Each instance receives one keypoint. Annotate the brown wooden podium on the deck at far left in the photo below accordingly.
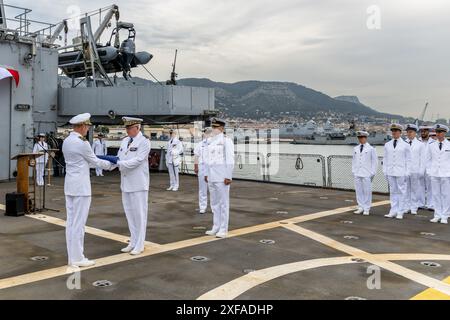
(24, 162)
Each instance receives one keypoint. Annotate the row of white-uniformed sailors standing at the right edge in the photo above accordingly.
(417, 170)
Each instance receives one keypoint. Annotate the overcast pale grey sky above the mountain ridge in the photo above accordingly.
(322, 44)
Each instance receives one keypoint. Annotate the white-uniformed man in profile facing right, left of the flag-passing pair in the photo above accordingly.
(79, 158)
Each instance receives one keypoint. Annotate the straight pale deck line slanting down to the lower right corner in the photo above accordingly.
(393, 267)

▬▬▬▬▬▬▬▬▬▬

### Task directions
Only a word-for-word repetition of the lines from the one containing "pair in the photo above accordingly." to the final line of the data above counts as the answer.

### Result
Each instance receives one keypoint. Annotate the white-uniformed man in profile facing right, left of the flag-passing pair in the photo above accordingly.
(79, 158)
Each instance receives one keypoint. Annotate the straight pale deck line slanting down to the lower right corner in the photo above accordingly.
(393, 267)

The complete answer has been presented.